-------- Teks yang Diberikan --------

|
Liburan Bersama Keluarga |
Tepat
tanggal 18 Maret lalu, usia saya genap 75 tahun. Ulang tahun pertama tanpa
kakak pertama saya, Arifin Panigoro. Padahal jarak tanggal ulang tahun kami
hanya terpaut empat hari saja. Arifin berulang tahun pada tanggal 14 Maret dan
saya 18 Maret. Namun Arifin sudah meninggalkan kita semua sebelum ia berulang
tahun.
Perayaan
ulang tahun kali ini dilaksanakan di kediaman saya di Jeruk Purut, hanya
dihadiri keluarga dan beberapa kolega, tidak lebih dari lima puluh orang yang
hadir, semuanya dengan prosedur kesehatan yang ketat.
Penghelatan
pertambahan usia saya kali ini diisi dengan alunan piano dari beberapa orang
pianist diantaranya Aditya Setiadi, Dimas Kushapsoro, diiringi oleh nyanyian
dari Edit Widayani, Jessica Januar dan Adit Silaban. Mereka mempersembahkan
banyak lagu secara bergantian di acara ulang tahun saya. Semuanya indah dan
terasa lengkap dengan penampilan mereka.
|
Ulang Tahun ke-75 tahun |
Perayaan
ulang tahun pun masih berlanjut. Istri dan anak mantu saya sudah merencanakan
perjalanan ke Semarang-Bandung lewat darat bersama cucu-cucu saya. Akhirnya
kami memutuskan berangkat di hari Minggu, 20 Maret dari Jakarta.
Saya
berangkat ke Semarang bersama istri, mantu plus dua cucu. Cucu saya yang
pertama bernama Daria dan yang kecil bernama Hanna. Kami menginap di Novotel
Semarang. Mengapa saya memilih menginap?
Saya hanya ingin beristirahat sambil tetap bisa menikmati liburan kami
keseluarga.
Sarapan
pertama kami di Semarang, saya pilih di Pandanaran. Sebuah pusat jajan Semarang
yang spesialisasinya menjual Bandeng, Lumpia kering dan basah, dan masih banyak
lagi makanan khas Semarang lainnya. Perjalanan ke Semarang kali ini, bukanlah
yang pertama kali bagi saya sekeluarga, namun untuk kesekian kalinya, tentu
saja spot-spot wisata yang ternama seperti Simpang Lima Lawang Sewu dan tempat
wisata lainnya di Semarang sudah pernah saya sambangi.
Dalam
pandangan saya, arsitektur rumah gedung Belanda di Semarang tidak kalah
indahnya dengan arsitektur rumah gedung Belanda yang ada di Bandung. Keduanya
memiliki sisi estetika dan keunikan masing-masing.
Masih
di hari yang sama, setelah breakfast saya langsung melanjutkan
perjalanan ke rumah bambu di Salatiga, rumah yang berdesain arsitektur unik ini
dibangun dan didesain oleh arsitek terkemuka, Budi Pradono. Desain rumah bambu
memenangkan Arcasia Architecture Awards (AAA) 2016. Interior rumah bambu terdiri dari beberapa
kamar, dan disewakan per rumah tidak per kamar.

--------

## Soal a
Menurut teks tentang perayaan ulang tahun ke-75, siapa arsitek yang membangun dan mendesain rumah bambu di Salatiga?

-------- Catatan yang Ditampilkan --------

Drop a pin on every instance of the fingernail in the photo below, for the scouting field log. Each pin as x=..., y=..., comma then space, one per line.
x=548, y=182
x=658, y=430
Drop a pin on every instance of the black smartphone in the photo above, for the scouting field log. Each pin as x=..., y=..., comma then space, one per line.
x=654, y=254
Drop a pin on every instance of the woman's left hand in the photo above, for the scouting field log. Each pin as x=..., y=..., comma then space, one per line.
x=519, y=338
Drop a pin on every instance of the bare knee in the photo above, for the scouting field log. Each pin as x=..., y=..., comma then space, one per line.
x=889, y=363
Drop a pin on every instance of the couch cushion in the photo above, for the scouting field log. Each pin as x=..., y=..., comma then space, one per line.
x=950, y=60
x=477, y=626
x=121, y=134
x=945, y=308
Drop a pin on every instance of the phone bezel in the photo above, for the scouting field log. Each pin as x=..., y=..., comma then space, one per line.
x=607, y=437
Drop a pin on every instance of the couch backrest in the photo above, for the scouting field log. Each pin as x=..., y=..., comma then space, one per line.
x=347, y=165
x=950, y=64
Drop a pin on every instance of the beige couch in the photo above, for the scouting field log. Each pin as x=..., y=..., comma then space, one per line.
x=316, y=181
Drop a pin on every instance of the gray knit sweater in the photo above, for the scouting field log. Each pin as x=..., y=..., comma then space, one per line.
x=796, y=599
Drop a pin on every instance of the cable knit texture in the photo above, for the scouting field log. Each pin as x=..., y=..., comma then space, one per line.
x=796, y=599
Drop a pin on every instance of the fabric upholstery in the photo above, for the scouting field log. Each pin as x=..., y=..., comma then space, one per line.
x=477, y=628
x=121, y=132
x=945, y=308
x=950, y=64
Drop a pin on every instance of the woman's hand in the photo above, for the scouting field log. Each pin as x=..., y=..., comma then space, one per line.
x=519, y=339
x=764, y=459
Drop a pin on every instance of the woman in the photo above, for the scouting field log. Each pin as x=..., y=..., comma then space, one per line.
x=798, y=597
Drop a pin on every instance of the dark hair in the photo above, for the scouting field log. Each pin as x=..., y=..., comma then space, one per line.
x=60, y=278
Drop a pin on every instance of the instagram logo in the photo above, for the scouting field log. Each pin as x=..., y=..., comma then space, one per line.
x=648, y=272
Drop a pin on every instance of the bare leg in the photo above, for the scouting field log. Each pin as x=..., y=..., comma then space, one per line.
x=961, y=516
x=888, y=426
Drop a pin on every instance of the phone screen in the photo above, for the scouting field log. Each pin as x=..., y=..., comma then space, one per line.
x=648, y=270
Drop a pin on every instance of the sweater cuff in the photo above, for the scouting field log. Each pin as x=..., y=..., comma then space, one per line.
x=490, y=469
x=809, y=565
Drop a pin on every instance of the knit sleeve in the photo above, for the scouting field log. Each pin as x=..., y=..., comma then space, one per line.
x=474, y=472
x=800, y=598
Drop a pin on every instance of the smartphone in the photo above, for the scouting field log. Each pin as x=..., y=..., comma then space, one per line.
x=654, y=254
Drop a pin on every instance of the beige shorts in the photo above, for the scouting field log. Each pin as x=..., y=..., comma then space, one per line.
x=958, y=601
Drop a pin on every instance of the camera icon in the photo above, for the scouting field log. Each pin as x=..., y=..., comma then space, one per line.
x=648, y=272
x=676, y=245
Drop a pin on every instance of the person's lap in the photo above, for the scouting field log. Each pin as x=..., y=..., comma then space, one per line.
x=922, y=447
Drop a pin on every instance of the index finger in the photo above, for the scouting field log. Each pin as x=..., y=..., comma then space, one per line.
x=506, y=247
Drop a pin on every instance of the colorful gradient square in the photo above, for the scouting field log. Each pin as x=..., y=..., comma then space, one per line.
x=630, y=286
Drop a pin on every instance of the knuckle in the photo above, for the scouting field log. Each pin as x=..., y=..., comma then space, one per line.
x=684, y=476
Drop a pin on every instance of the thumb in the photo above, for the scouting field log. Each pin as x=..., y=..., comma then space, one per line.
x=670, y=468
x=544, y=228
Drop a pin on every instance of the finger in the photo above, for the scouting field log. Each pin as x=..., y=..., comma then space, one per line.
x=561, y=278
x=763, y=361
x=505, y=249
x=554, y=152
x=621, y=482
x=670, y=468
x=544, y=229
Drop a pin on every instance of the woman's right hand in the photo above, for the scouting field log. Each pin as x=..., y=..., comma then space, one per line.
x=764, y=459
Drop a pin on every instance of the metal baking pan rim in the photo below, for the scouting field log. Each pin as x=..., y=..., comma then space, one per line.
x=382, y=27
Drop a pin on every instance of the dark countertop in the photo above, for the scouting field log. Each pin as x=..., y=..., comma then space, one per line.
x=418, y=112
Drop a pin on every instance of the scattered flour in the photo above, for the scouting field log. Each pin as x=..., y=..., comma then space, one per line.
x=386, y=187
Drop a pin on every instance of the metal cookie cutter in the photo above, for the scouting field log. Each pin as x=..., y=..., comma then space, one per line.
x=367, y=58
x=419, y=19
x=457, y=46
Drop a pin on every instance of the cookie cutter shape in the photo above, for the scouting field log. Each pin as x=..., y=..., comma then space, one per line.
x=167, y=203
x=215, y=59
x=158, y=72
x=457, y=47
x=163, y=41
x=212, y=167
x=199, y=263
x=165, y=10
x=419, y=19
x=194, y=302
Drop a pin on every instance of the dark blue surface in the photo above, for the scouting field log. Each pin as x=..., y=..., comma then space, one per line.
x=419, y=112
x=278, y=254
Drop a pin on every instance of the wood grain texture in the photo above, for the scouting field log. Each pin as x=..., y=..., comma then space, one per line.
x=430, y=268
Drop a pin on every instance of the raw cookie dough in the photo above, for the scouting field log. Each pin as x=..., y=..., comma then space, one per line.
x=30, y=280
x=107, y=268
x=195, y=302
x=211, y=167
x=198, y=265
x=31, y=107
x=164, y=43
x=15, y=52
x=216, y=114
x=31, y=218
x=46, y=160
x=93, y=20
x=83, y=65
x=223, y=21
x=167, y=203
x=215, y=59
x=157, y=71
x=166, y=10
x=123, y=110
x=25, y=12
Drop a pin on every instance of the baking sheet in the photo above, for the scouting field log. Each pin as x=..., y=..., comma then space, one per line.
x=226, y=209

--------

## Soal b
Ubah bagian catatan yang dimulai dari baris berisi "Drop a pin on every instance of the knuckle" sampai baris berisi "x=544, y=228" dengan mengganti "thumb" menjadi "index finger". Tulis ulang bagian itu saja, tanpa perubahan lain.

## Jawaban Benar a
Budi Pradono.

## Jawaban Benar b
Drop a pin on every instance of the knuckle in the photo above, for the scouting field log. Each pin as x=..., y=..., comma then space, one per line.
x=684, y=476
Drop a pin on every instance of the index finger in the photo above, for the scouting field log. Each pin as x=..., y=..., comma then space, one per line.
x=670, y=468
x=544, y=228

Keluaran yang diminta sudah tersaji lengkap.